_Task details_.
Count the lines in the records that contain the word "tripod" and give only that number.
------------
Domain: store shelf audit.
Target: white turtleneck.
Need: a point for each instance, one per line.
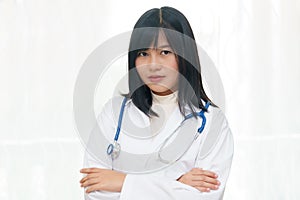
(163, 106)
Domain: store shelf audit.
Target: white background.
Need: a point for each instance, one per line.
(254, 44)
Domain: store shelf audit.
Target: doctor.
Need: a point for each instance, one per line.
(166, 96)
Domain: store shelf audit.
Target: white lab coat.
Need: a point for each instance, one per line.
(211, 153)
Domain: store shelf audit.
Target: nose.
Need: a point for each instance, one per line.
(154, 64)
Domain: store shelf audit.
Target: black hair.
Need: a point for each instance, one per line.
(180, 36)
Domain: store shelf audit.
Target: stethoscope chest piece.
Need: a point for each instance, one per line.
(114, 150)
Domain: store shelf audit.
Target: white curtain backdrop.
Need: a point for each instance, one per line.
(255, 45)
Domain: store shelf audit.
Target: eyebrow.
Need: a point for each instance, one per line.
(163, 46)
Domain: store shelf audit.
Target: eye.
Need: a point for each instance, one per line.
(142, 54)
(165, 52)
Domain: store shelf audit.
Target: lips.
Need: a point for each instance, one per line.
(155, 78)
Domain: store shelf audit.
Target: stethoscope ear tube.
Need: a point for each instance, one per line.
(114, 149)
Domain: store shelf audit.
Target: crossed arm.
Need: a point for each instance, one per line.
(112, 181)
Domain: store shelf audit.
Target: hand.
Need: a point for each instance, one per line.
(200, 179)
(102, 179)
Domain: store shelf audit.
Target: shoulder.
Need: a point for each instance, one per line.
(217, 131)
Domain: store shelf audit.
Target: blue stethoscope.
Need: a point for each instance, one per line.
(114, 148)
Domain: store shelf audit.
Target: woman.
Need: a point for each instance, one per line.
(165, 87)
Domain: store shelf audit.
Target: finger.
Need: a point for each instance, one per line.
(90, 170)
(92, 175)
(93, 188)
(206, 179)
(206, 185)
(203, 189)
(90, 182)
(199, 171)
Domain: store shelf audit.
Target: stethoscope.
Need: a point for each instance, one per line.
(114, 148)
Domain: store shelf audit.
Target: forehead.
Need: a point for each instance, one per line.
(160, 41)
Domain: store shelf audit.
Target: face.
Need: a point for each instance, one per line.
(158, 67)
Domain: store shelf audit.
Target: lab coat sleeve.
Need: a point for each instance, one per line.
(151, 187)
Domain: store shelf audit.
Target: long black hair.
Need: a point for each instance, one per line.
(180, 36)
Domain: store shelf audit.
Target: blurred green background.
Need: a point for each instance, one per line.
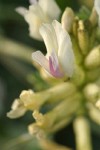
(13, 79)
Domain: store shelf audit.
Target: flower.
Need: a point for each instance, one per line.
(42, 11)
(59, 61)
(97, 7)
(67, 19)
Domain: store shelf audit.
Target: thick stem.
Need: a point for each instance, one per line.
(82, 134)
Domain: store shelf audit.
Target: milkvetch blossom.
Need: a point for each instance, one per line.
(42, 11)
(59, 60)
(97, 7)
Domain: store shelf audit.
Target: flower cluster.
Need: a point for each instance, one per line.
(73, 58)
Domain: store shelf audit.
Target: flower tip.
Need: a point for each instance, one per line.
(21, 10)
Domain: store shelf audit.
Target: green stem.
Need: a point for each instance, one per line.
(82, 133)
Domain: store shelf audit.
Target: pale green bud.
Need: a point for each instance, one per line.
(83, 38)
(67, 19)
(91, 92)
(93, 59)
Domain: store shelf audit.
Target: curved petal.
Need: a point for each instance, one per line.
(21, 10)
(54, 66)
(97, 7)
(48, 6)
(48, 33)
(32, 2)
(41, 59)
(34, 22)
(65, 51)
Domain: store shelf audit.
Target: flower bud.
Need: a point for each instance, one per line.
(83, 38)
(67, 19)
(91, 92)
(92, 60)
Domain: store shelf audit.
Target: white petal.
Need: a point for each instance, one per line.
(34, 22)
(97, 7)
(67, 19)
(48, 33)
(21, 10)
(32, 2)
(41, 59)
(65, 51)
(19, 112)
(50, 8)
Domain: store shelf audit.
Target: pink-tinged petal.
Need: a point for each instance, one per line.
(54, 66)
(32, 2)
(21, 10)
(41, 60)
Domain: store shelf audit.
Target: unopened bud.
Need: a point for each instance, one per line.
(67, 19)
(83, 38)
(91, 92)
(92, 61)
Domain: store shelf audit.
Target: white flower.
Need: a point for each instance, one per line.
(17, 109)
(59, 61)
(42, 11)
(97, 7)
(67, 19)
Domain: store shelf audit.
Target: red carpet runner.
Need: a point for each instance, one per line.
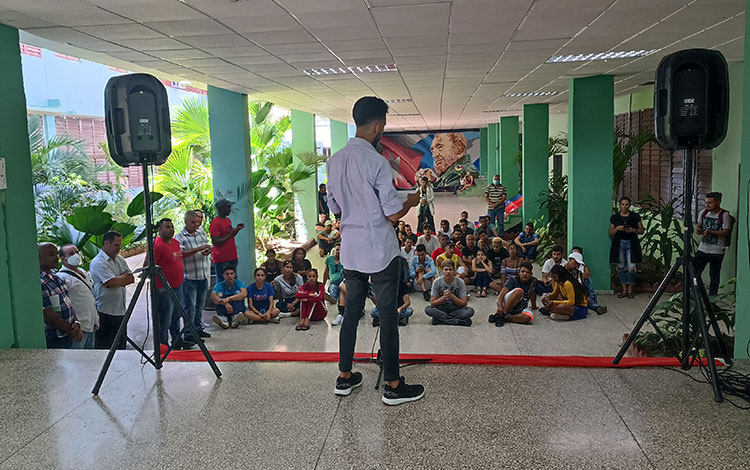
(484, 359)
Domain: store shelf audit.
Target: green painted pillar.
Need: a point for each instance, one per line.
(535, 158)
(742, 319)
(228, 118)
(306, 191)
(483, 153)
(509, 150)
(493, 154)
(591, 114)
(339, 135)
(21, 320)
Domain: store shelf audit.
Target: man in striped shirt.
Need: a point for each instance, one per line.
(495, 196)
(195, 257)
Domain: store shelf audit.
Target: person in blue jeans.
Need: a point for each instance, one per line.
(527, 242)
(229, 297)
(495, 195)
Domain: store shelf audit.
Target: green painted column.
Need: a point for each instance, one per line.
(339, 135)
(483, 153)
(229, 123)
(591, 126)
(21, 320)
(535, 158)
(742, 319)
(509, 150)
(306, 191)
(493, 154)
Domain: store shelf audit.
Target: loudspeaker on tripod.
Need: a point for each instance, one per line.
(136, 113)
(691, 99)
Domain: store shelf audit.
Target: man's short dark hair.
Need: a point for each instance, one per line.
(368, 109)
(110, 236)
(161, 221)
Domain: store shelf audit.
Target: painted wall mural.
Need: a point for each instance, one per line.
(443, 157)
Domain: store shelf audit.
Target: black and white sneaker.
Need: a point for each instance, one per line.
(402, 394)
(345, 386)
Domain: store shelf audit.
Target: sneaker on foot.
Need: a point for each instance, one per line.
(402, 394)
(220, 322)
(345, 386)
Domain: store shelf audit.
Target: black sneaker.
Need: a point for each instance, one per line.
(402, 394)
(345, 386)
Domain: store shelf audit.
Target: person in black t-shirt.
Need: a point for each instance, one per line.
(625, 250)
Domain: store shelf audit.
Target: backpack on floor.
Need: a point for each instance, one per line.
(722, 213)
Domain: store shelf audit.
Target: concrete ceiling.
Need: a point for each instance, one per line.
(455, 58)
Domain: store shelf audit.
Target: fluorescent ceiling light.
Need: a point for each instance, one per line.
(601, 56)
(527, 94)
(354, 70)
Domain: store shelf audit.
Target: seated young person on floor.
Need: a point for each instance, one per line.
(404, 309)
(285, 287)
(451, 254)
(581, 272)
(482, 269)
(271, 265)
(515, 296)
(449, 299)
(408, 251)
(229, 297)
(445, 228)
(334, 273)
(312, 301)
(261, 308)
(300, 263)
(328, 238)
(568, 299)
(428, 238)
(497, 254)
(555, 260)
(527, 242)
(422, 272)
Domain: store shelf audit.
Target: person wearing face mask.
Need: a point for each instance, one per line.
(495, 196)
(81, 292)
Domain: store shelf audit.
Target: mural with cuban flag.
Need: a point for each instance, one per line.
(444, 157)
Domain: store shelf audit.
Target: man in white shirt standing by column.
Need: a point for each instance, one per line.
(81, 293)
(361, 193)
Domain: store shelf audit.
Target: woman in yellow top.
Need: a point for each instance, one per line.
(568, 300)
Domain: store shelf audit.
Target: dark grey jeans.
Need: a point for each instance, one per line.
(385, 287)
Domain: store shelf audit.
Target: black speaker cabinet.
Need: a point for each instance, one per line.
(691, 99)
(136, 114)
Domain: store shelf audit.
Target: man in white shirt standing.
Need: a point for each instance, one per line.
(81, 293)
(361, 193)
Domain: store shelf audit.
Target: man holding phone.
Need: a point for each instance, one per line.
(362, 195)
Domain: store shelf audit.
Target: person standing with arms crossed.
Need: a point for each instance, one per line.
(361, 193)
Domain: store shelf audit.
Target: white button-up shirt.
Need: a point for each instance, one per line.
(360, 188)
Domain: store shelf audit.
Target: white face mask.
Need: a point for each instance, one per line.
(74, 260)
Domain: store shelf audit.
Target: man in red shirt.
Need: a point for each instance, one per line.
(222, 236)
(168, 256)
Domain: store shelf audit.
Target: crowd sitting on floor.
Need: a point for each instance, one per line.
(84, 309)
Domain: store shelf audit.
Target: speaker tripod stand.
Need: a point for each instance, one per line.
(152, 272)
(692, 289)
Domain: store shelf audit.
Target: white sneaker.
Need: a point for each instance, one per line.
(220, 322)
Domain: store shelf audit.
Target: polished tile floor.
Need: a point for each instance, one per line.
(285, 416)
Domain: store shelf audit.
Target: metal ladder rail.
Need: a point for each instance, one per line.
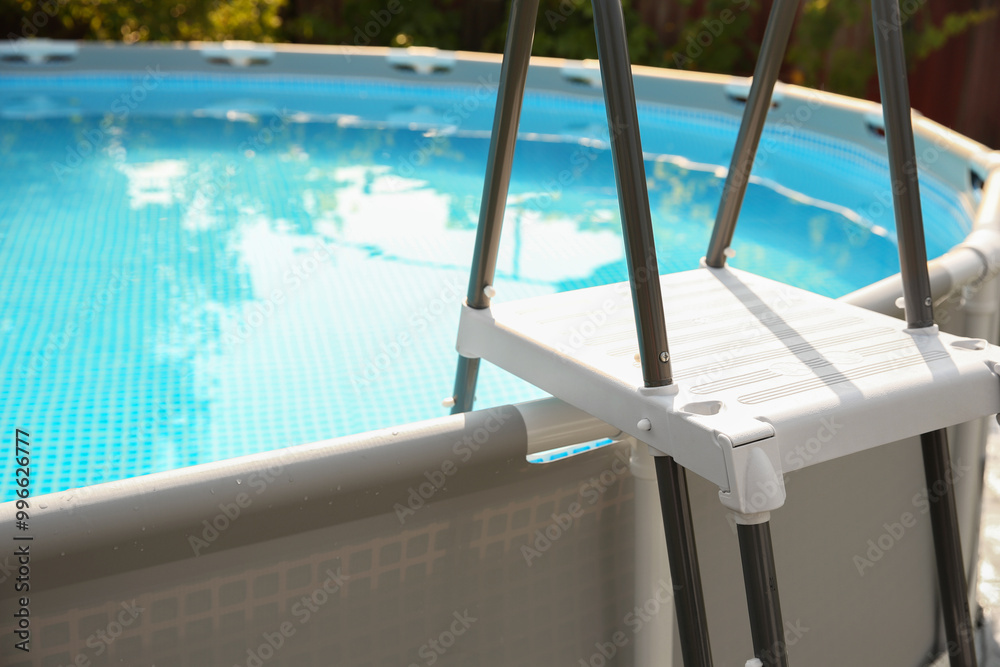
(891, 60)
(891, 63)
(644, 280)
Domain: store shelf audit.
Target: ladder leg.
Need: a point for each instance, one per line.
(513, 73)
(772, 52)
(920, 314)
(761, 582)
(684, 570)
(952, 582)
(633, 199)
(647, 301)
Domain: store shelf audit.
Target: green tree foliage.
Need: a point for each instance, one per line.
(832, 46)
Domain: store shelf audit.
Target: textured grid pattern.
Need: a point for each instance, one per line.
(525, 616)
(184, 284)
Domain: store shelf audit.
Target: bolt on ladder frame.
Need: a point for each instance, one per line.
(616, 73)
(755, 541)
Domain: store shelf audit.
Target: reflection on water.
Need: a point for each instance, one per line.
(292, 281)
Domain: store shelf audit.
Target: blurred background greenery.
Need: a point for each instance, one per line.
(952, 47)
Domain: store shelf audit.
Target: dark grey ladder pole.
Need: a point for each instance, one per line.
(772, 52)
(761, 582)
(640, 251)
(920, 313)
(759, 575)
(513, 73)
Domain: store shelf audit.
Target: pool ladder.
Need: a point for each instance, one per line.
(757, 557)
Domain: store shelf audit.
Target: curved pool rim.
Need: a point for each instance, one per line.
(84, 523)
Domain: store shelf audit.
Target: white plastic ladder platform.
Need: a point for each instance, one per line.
(759, 368)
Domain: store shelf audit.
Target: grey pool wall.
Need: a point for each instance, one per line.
(325, 564)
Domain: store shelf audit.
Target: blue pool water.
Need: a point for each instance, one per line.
(227, 266)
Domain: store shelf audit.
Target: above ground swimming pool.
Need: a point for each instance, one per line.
(199, 266)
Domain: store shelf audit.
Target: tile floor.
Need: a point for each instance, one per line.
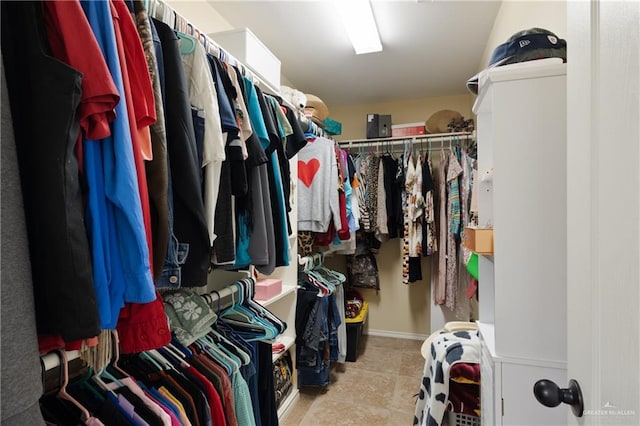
(377, 389)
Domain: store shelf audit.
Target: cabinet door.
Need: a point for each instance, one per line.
(520, 405)
(490, 402)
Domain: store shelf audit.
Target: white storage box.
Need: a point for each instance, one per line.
(243, 45)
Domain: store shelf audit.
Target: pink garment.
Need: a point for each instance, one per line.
(440, 280)
(453, 171)
(174, 420)
(152, 405)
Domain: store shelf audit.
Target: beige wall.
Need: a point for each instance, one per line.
(515, 16)
(397, 308)
(353, 117)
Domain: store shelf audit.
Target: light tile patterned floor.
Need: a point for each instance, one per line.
(378, 389)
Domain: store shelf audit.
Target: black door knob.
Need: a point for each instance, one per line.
(549, 394)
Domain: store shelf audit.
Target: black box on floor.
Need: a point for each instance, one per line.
(355, 327)
(378, 126)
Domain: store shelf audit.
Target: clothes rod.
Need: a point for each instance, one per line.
(52, 359)
(160, 10)
(399, 140)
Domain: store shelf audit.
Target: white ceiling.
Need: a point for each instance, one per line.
(430, 48)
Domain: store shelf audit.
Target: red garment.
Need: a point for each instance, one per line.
(227, 389)
(73, 42)
(132, 59)
(215, 403)
(143, 103)
(143, 326)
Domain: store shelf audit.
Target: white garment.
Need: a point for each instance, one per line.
(382, 229)
(245, 129)
(318, 201)
(342, 328)
(203, 96)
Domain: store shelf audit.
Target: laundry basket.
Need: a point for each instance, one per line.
(459, 419)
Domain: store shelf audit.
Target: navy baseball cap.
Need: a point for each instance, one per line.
(527, 45)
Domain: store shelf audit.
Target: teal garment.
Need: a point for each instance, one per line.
(190, 317)
(255, 114)
(282, 210)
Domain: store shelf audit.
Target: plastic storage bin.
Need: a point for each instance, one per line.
(354, 332)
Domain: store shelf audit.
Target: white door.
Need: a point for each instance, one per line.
(603, 207)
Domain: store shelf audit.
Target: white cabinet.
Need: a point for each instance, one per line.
(521, 112)
(284, 307)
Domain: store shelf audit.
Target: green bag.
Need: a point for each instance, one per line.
(472, 266)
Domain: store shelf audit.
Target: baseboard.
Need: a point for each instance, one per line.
(396, 334)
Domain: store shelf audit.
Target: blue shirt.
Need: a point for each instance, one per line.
(122, 248)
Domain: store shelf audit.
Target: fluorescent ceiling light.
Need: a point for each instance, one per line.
(357, 18)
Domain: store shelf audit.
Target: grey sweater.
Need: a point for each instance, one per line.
(318, 201)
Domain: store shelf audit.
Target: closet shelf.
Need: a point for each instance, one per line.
(286, 290)
(478, 240)
(399, 140)
(287, 341)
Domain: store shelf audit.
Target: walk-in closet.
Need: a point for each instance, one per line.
(357, 212)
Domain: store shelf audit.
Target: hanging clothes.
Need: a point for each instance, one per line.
(190, 224)
(204, 97)
(21, 380)
(156, 168)
(415, 205)
(318, 204)
(453, 228)
(44, 96)
(439, 274)
(430, 233)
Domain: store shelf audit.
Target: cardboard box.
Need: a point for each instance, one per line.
(267, 288)
(408, 129)
(478, 240)
(355, 328)
(378, 126)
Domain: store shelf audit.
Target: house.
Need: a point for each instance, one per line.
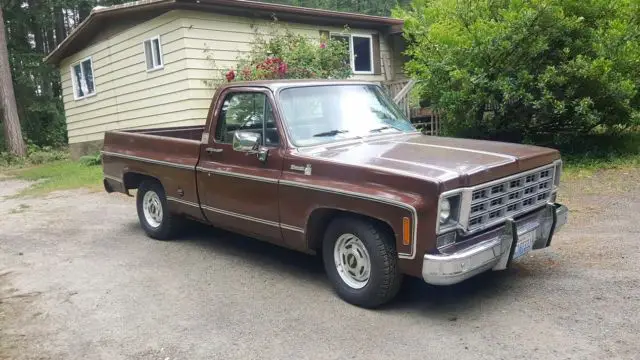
------------
_Right answer_.
2